Material supplied:
= = = = =

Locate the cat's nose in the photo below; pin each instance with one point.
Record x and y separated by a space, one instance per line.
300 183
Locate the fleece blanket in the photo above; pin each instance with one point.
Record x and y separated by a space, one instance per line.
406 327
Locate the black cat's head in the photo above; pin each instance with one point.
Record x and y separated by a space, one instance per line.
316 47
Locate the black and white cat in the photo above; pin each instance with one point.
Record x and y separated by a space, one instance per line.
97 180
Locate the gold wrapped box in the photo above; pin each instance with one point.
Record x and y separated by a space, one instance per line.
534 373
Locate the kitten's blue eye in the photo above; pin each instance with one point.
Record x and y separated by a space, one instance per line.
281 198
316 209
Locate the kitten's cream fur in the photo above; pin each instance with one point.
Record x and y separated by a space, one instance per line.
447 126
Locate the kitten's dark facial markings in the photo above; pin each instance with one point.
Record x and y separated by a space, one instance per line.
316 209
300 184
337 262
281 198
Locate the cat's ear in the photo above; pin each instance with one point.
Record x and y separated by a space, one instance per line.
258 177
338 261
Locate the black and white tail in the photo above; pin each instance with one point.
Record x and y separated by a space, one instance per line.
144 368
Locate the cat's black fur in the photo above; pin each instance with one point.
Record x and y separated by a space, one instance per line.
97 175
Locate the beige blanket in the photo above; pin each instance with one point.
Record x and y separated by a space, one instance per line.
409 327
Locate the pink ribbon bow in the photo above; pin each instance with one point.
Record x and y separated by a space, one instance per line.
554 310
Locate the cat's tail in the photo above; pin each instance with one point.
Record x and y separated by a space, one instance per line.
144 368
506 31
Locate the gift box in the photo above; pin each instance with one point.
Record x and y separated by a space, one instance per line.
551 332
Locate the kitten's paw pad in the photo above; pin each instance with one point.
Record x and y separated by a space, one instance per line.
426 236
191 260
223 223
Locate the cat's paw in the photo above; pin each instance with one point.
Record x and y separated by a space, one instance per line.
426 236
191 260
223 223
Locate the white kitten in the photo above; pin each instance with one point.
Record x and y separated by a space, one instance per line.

= = = = =

Your objective: For this exercise, retype each entry from above exactly as it stands.

Reply:
Locate the cat's nose in the photo below; pin each instance with one point.
Record x and y separated by a space, one instance per line.
300 183
Locate the fleece blanket in the photo above; pin each instance with one point.
Record x and y separated by a space, one instance per line.
406 327
Locate the black cat's head in the photo above; pin each instance with one point.
Record x and y separated by a space, one instance per line.
316 47
Locate the black and white cat in the photo above; pin each instance with one point.
Record x and y separated by a space, one instance per line.
97 180
Locate the gold wrapped box in the photo above; pin each instance with one point.
Record x and y separated by a space, one instance per line.
534 373
Locate the kitten's blue eye in the photo above; pin each instance with one point.
Record x and y separated by a space, one instance per line.
281 198
316 209
Locate the kitten's cream fur in the photo above; pin each instance with one point.
Record x and y separated by a space, one instance per line.
447 126
Locate the kitten's dark facial markings in the photo above; pin each instance with one point.
Record x and y separated by a space, one instance per line.
316 209
300 184
337 262
281 198
Locate the cat's ear in the photo above; pin each instance with one point.
Record x and y separated by a space, one instance per line.
258 177
338 261
Locate the black and white tail in the photo above; pin each instance with one point.
Record x and y separated by a space, one instance per line.
144 368
Locate the cat's black fur in the photo above; pin each instance with one point.
Record x and y separated by a space, one instance per line.
97 175
Locate the beige blanket in the photo above; pin each instance with one point.
Record x and y separated by a space, one instance per line.
409 327
Locate the pink ribbon bow in the photo above; pin each instance with one point.
Record x and y separated by a space, one instance per line.
554 310
Locate the cat's tail in the photo above; pin each instance with one point.
Record x and y separated by a space, one instance per line.
144 368
506 31
Locate the gift box in the photo above; pin each instance with one point.
Record x and y separated by a space, one instance per line.
551 332
Locate the kitten's paw pad in the photo above; pin each instance with one point.
Record x and y separated by a space, one instance per line.
426 236
191 260
223 223
Locate the cat's paw in the photo above; pin each instance with one point.
Record x and y separated by a space, one instance per line.
426 236
191 260
223 223
Locate the white kitten in the photo above; pin each instance with one point.
Record x and y separated by a space, one instance per line.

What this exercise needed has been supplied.